====== Records provided

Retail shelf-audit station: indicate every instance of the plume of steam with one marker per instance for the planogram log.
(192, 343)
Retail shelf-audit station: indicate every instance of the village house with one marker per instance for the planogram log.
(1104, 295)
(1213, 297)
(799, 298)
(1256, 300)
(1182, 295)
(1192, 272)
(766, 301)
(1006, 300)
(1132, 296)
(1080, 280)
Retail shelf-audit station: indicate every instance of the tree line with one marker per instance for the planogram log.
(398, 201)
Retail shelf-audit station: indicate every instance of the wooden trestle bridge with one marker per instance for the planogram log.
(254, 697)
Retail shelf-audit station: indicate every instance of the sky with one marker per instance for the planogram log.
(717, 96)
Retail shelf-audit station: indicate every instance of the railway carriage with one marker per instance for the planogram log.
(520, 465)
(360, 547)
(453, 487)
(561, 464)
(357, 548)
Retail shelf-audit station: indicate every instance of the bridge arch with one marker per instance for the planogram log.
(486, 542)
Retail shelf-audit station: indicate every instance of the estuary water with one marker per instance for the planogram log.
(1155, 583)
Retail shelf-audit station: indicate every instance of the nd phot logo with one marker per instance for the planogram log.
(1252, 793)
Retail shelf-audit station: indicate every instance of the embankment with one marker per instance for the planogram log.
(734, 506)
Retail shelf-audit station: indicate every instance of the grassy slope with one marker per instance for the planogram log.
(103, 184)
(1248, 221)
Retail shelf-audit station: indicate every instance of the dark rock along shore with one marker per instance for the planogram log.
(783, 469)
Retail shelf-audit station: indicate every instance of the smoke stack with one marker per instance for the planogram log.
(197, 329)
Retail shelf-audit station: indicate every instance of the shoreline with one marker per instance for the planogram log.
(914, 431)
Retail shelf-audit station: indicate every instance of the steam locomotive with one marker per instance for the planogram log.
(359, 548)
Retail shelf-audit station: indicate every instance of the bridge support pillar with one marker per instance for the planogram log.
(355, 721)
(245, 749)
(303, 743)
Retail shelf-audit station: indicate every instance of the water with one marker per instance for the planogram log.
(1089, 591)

============

## Work to do
Replace "estuary water" with "river water" in everything from the line containing "of the estuary" down to the line containing "(1155, 583)", and give those lines again with nothing else changed.

## Answer below
Retail shelf-audit station: indicate every instance of the river water with one marker per instance for the planogram log.
(1155, 583)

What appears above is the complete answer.